== Given exercise ==
Output all the material that follows, exactly as given.

== Dataset rows on where objects appear ==
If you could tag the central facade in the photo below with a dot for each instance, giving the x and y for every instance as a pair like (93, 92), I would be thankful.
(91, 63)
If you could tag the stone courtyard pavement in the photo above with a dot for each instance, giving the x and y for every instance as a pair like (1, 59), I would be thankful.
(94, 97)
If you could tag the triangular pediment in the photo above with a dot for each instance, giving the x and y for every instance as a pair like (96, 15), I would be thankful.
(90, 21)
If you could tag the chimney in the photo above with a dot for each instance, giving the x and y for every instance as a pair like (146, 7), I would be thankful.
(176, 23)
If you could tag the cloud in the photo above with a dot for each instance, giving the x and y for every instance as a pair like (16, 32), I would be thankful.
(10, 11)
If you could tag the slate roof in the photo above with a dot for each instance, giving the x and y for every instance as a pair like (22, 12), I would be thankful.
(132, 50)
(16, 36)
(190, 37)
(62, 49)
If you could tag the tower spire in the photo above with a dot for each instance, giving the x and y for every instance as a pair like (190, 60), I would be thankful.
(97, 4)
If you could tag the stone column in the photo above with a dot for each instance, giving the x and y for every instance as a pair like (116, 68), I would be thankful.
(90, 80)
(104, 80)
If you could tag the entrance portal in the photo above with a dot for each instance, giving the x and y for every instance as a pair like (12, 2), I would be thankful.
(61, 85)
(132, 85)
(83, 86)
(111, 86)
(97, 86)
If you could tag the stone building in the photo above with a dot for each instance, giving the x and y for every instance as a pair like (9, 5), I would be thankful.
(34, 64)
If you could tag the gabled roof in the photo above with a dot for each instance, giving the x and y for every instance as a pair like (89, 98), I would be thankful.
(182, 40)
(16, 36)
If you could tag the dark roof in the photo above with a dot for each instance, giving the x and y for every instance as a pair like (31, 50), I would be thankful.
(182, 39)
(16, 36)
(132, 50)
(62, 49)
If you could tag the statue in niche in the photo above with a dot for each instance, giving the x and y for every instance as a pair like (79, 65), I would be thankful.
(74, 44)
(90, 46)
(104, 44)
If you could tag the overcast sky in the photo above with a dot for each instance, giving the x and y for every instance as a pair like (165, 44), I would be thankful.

== Final result ==
If you could tag the central facade in the photo below with a dot for each instance, giving the x and y for every instance as a pair like (93, 92), I would be thankful.
(91, 63)
If you could tag the stone courtyard pavement in the photo above with a dot for each instance, giving the x and y for every instance as a pair like (1, 59), I would be thankful.
(94, 97)
If you could tag the triangular pediment in the photo above with a dot for each instance, giving the x and y for every instance as a pair like (96, 15), I would be thankful.
(90, 21)
If you could tag the chimney in the photo above with a dot for each instance, giving the x and y for every instance as a pair like (146, 7), I would be thankful.
(176, 23)
If you could tag the cloud in the photo above with a dot for each instance, giving the x and y for every instance as a pair like (16, 32), I would be thankful.
(10, 11)
If you could tag the slate roof in the photo above with a dot for each instance, giving the x and y for every instance as a pair like (22, 12), I would be thankful.
(132, 50)
(16, 36)
(190, 37)
(62, 49)
If you could tag the tower spire in the photo above with a dot for each instance, giving the x and y for every instance as a pair like (190, 60), I would be thankful.
(97, 4)
If you could tag the stone column in the photo above with a dot for each instance, giving the x and y for every instance as a pair like (116, 68), I would be thankful.
(90, 80)
(104, 80)
If you could tag the entrance portal in the photo above with a dot for each instance, giving the x and y for every instance as a pair like (12, 2), I would be thankful.
(61, 85)
(132, 85)
(83, 86)
(111, 86)
(97, 86)
If you could tag the stone building in the photo above with a dot for each instance, giving the x and y for every instance as a pair like (9, 5), I would be thankful.
(34, 64)
If you could tag the gabled roof in the photo above with a dot for each instance, giving the x and y for every instance as a pair like (89, 98), I would be thankful.
(182, 40)
(16, 36)
If you could tag the dark roof in the photo above with a dot for each instance, giving the x and y for every instance as a pair like (31, 50), I would be thankful.
(182, 39)
(16, 36)
(132, 50)
(62, 49)
If you could tag the statue in niche in the photo above with a dot for each instance, giving the x and y for every instance as a pair like (79, 65), I would be thankful.
(74, 44)
(90, 46)
(104, 44)
If you could tag the overcast sky in the photo above with a dot for each instance, giving the x and y for every instance as a pair like (165, 44), I would be thankful.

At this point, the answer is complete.